:: CONSIGNE 1 ::
Selon l'article sur la Cour européenne des droits de l'homme, quelle juridiction allemande a jugé le licenciement justifié ?
:: CONSIGNE 2 ::
Reproduisez fidèlement le passage de l'article sur la Cour européenne des droits de l'homme compris entre « La Cour européenne, elle, devait » et « réunion et d'association). », ces deux passages inclus.

:: TEXTE ::

----

Pour la Cour européenne des droits de l'homme (CEDH), un employeur dont l'éthique est fondée sur la religion ou une croyance philosophique peut imposer à ses employés des obligations de loyautés spécifiques. En l'occurrence, le respect de la fidélité conjugale….
Michael Obst était « directeur pour l'Europe des relations publiques » de l'Eglise mormone ; Bernhard Schüth, lui, était l'organiste et le chef de chœur d'une paroisse catholique. Tous les deux entretenaient (chacun de leur côté, qu'on se rassure) une relation adultérine qui leur a valu un licenciement pour faute.
La Cour fédérale du travail allemande a estimé que la décision était justifiée car les employés ont « manqué à leur obligation de loyauté » :
« Les exigences respectives de l'Eglise mormone et de l'Eglise catholique en matière de fidélité conjugale n'étaient pas en contradiction avec les principes fondamentaux de l'ordre juridique. »
La Cour européenne, elle, devait dire si l'équilibre avait été respecté entre, d'une part, le droit au respect de la vie privée et familiale des deux salariés (garanti par l'article 8 de la convention européenne des droits de l'homme) et, d'autre part, les droits dont jouissent l'Eglise catholique et l'Eglise mormone en vertu de l'article 9 (liberté de religion), interprété à la lumière de l'article 11 (liberté de réunion et d'association).

----

(Extrait du jeu de données)

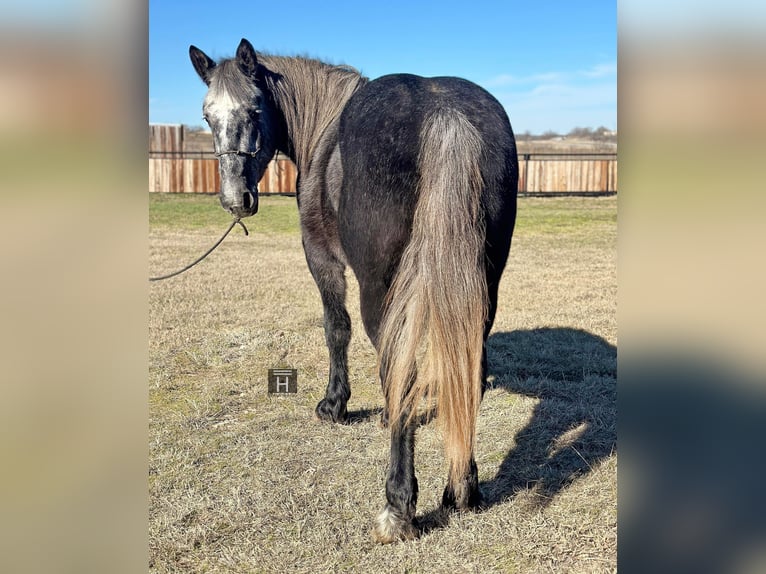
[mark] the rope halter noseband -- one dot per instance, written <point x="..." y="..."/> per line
<point x="239" y="152"/>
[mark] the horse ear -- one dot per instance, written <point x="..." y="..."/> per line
<point x="202" y="63"/>
<point x="246" y="58"/>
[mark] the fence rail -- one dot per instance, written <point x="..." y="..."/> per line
<point x="173" y="167"/>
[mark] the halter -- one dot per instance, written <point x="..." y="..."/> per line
<point x="238" y="152"/>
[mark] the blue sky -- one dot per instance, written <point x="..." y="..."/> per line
<point x="552" y="64"/>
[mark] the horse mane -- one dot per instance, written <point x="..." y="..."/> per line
<point x="311" y="95"/>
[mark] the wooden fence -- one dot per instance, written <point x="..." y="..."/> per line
<point x="183" y="162"/>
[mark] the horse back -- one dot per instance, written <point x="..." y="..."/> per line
<point x="379" y="139"/>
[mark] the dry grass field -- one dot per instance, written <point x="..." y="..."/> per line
<point x="241" y="481"/>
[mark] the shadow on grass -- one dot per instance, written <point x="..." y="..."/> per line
<point x="573" y="427"/>
<point x="363" y="415"/>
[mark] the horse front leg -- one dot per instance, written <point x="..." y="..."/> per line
<point x="329" y="275"/>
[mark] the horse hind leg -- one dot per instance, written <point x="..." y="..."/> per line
<point x="464" y="494"/>
<point x="329" y="275"/>
<point x="397" y="519"/>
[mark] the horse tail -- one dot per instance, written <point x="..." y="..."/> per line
<point x="436" y="306"/>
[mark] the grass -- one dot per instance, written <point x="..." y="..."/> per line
<point x="243" y="482"/>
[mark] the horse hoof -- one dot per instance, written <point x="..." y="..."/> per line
<point x="325" y="411"/>
<point x="390" y="528"/>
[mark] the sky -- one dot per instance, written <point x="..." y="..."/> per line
<point x="552" y="64"/>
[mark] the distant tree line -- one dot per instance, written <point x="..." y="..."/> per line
<point x="599" y="134"/>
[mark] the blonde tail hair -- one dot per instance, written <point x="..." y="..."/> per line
<point x="437" y="304"/>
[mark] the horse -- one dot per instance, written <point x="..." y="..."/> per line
<point x="412" y="183"/>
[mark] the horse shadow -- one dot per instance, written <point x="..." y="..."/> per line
<point x="572" y="373"/>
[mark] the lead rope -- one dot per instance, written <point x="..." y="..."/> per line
<point x="208" y="252"/>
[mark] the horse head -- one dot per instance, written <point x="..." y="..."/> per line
<point x="239" y="114"/>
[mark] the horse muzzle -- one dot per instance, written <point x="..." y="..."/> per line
<point x="245" y="205"/>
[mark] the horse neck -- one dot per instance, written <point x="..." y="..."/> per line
<point x="310" y="95"/>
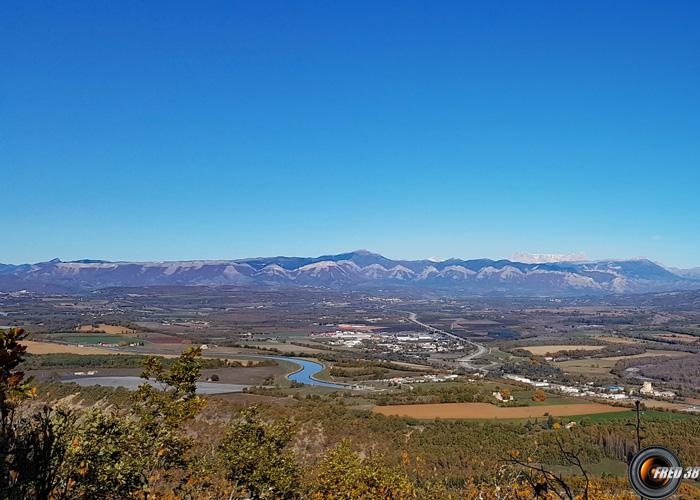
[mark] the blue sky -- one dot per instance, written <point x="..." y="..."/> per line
<point x="167" y="130"/>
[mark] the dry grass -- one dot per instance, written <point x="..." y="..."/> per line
<point x="617" y="340"/>
<point x="651" y="354"/>
<point x="541" y="350"/>
<point x="488" y="411"/>
<point x="678" y="337"/>
<point x="105" y="328"/>
<point x="34" y="347"/>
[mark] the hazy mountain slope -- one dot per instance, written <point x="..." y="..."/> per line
<point x="355" y="269"/>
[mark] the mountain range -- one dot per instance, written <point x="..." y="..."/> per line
<point x="356" y="270"/>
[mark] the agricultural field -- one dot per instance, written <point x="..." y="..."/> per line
<point x="105" y="328"/>
<point x="542" y="350"/>
<point x="489" y="411"/>
<point x="36" y="347"/>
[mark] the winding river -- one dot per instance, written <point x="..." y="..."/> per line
<point x="307" y="370"/>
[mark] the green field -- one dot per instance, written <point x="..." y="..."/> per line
<point x="656" y="415"/>
<point x="96" y="338"/>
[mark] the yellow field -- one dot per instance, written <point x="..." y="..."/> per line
<point x="651" y="354"/>
<point x="679" y="337"/>
<point x="488" y="411"/>
<point x="34" y="347"/>
<point x="105" y="328"/>
<point x="541" y="350"/>
<point x="617" y="340"/>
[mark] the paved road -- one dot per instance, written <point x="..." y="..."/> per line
<point x="465" y="361"/>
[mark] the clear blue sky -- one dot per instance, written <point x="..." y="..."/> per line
<point x="184" y="130"/>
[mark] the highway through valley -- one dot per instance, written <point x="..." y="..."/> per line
<point x="464" y="361"/>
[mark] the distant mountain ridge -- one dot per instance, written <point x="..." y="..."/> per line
<point x="358" y="269"/>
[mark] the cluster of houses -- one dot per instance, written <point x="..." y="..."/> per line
<point x="388" y="342"/>
<point x="612" y="392"/>
<point x="419" y="379"/>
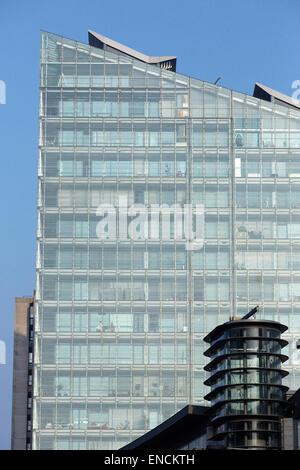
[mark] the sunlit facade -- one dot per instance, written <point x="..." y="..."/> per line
<point x="120" y="322"/>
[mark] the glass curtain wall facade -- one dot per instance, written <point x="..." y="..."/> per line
<point x="120" y="322"/>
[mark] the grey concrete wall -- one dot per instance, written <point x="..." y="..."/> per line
<point x="20" y="374"/>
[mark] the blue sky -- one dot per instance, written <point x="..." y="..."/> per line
<point x="241" y="41"/>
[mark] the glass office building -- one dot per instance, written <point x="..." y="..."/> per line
<point x="120" y="319"/>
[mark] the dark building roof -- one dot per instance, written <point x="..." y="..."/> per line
<point x="175" y="432"/>
<point x="243" y="323"/>
<point x="268" y="94"/>
<point x="102" y="42"/>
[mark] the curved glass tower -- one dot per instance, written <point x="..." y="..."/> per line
<point x="122" y="300"/>
<point x="247" y="395"/>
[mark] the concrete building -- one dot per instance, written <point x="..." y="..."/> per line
<point x="22" y="374"/>
<point x="250" y="408"/>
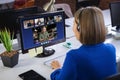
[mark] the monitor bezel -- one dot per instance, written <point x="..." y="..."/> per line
<point x="40" y="14"/>
<point x="111" y="13"/>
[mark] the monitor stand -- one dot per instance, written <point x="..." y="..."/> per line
<point x="46" y="52"/>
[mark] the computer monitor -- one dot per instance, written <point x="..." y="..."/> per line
<point x="115" y="15"/>
<point x="8" y="17"/>
<point x="42" y="30"/>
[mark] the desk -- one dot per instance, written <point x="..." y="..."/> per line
<point x="26" y="62"/>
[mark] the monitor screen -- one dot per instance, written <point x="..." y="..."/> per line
<point x="42" y="30"/>
<point x="8" y="18"/>
<point x="115" y="14"/>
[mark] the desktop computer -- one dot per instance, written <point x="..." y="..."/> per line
<point x="43" y="29"/>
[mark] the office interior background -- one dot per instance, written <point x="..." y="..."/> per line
<point x="74" y="4"/>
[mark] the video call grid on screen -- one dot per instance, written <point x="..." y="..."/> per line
<point x="42" y="29"/>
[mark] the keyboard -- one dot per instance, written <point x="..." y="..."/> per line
<point x="59" y="58"/>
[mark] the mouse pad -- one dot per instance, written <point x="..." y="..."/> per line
<point x="31" y="75"/>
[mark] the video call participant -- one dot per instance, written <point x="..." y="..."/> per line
<point x="94" y="60"/>
<point x="44" y="35"/>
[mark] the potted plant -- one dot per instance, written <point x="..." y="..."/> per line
<point x="10" y="56"/>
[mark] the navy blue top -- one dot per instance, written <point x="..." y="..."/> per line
<point x="89" y="62"/>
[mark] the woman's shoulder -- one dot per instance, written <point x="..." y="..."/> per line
<point x="109" y="45"/>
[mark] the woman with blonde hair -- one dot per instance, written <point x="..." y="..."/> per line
<point x="94" y="59"/>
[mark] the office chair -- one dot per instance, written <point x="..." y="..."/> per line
<point x="114" y="77"/>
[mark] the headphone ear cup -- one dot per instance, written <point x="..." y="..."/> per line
<point x="78" y="27"/>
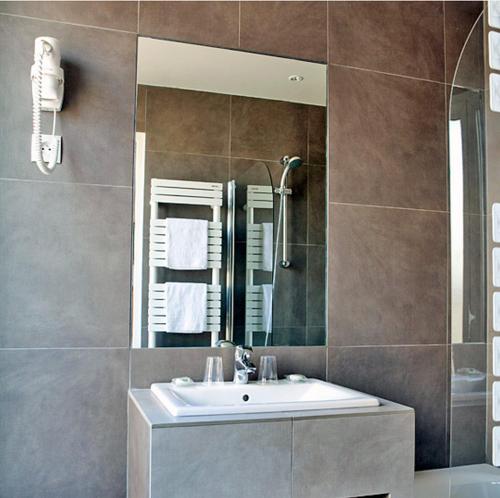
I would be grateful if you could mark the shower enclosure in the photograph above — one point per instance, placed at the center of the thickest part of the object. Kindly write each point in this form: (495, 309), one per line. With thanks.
(473, 183)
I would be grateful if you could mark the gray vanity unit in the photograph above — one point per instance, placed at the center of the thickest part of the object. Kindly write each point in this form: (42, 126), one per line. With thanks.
(343, 453)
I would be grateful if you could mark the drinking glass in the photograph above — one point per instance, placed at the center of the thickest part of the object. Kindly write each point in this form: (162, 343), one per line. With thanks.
(268, 372)
(214, 372)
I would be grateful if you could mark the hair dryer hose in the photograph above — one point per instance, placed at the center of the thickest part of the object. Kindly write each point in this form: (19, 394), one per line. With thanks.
(45, 168)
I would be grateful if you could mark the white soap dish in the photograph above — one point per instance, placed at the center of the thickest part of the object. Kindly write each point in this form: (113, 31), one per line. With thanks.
(296, 378)
(183, 381)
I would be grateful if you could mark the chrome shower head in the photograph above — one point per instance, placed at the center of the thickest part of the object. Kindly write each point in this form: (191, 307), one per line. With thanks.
(289, 163)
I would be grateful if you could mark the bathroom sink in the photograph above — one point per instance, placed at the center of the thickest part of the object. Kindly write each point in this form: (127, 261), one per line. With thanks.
(227, 398)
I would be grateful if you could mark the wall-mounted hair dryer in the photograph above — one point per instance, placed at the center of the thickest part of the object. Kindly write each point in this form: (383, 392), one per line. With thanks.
(47, 79)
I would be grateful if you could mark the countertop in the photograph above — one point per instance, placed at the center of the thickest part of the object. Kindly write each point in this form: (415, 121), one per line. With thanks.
(157, 416)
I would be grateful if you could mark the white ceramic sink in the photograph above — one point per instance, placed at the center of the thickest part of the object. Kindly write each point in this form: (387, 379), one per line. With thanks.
(219, 399)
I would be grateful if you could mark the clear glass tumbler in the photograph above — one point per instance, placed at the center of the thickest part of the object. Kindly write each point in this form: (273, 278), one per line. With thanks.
(268, 371)
(214, 371)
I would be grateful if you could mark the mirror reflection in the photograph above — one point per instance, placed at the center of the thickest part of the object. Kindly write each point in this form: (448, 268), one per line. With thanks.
(229, 212)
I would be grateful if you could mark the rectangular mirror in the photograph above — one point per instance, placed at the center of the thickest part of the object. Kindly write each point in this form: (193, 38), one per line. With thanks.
(230, 198)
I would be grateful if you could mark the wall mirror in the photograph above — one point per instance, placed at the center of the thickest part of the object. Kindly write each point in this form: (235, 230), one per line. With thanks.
(229, 198)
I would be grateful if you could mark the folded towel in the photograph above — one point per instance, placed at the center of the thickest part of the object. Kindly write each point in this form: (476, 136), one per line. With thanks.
(267, 308)
(267, 246)
(186, 307)
(187, 244)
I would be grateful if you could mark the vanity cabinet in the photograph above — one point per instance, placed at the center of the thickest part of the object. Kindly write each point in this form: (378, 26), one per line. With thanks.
(323, 454)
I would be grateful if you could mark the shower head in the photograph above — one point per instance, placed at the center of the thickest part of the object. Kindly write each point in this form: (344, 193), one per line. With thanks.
(289, 163)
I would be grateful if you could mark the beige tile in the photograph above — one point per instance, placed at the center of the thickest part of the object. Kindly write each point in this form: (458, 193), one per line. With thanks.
(115, 15)
(387, 276)
(207, 23)
(387, 140)
(292, 29)
(395, 37)
(264, 129)
(459, 20)
(415, 376)
(187, 121)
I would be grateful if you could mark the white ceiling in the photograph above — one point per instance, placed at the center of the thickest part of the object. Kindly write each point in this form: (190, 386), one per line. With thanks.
(194, 67)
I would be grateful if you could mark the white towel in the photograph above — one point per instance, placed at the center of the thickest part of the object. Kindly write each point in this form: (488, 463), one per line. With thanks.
(186, 307)
(267, 308)
(267, 246)
(187, 244)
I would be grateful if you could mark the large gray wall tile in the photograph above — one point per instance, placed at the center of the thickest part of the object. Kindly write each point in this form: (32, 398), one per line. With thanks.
(222, 461)
(353, 456)
(394, 37)
(416, 376)
(115, 15)
(65, 265)
(97, 119)
(207, 23)
(387, 276)
(291, 29)
(64, 423)
(388, 140)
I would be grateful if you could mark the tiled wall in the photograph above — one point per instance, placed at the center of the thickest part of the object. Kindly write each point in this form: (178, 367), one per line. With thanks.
(203, 136)
(64, 320)
(388, 264)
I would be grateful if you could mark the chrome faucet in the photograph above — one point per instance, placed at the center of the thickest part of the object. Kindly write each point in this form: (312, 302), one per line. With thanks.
(242, 364)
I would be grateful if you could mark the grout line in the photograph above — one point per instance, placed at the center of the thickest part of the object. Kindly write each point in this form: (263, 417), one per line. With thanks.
(448, 410)
(230, 144)
(327, 33)
(386, 207)
(432, 345)
(138, 15)
(77, 348)
(27, 180)
(387, 74)
(291, 456)
(445, 62)
(67, 23)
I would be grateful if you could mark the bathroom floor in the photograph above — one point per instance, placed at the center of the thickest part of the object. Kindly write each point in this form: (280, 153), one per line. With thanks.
(471, 481)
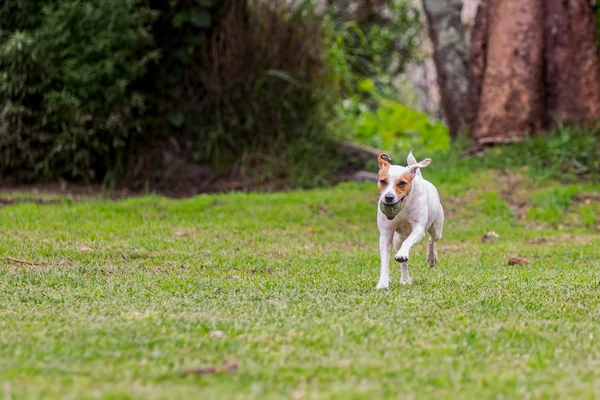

----

:: RÉPONSE FINALE 1 ::
La Cour fédérale du travail allemande.

:: RÉPONSE FINALE 2 ::
La Cour européenne, elle, devait dire si l'équilibre avait été respecté entre, d'une part, le droit au respect de la vie privée et familiale des deux salariés (garanti par l'article 8 de la convention européenne des droits de l'homme) et, d'autre part, les droits dont jouissent l'Eglise catholique et l'Eglise mormone en vertu de l'article 9 (liberté de religion), interprété à la lumière de l'article 11 (liberté de réunion et d'association).